■ JOB: Format the lines below as a two-column CSV with the columns instruction and coordinates, one row per line, placing its text and its answer each in a single quoted field with any line breaks turned into spaces. Leave the pictures out.

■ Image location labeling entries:
>>>>>

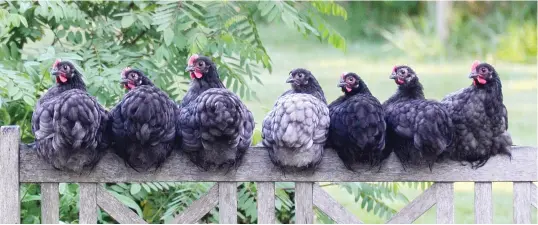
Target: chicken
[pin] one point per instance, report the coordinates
(69, 125)
(480, 118)
(296, 129)
(216, 127)
(418, 130)
(143, 123)
(357, 129)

<<<<<

■ REPLY TO THE EXERCISE:
instruction,coordinates
"Target: chicken [pin] one point per instance, report the coordinates","(69, 125) (480, 118) (296, 129) (216, 127) (418, 130) (143, 123) (357, 129)"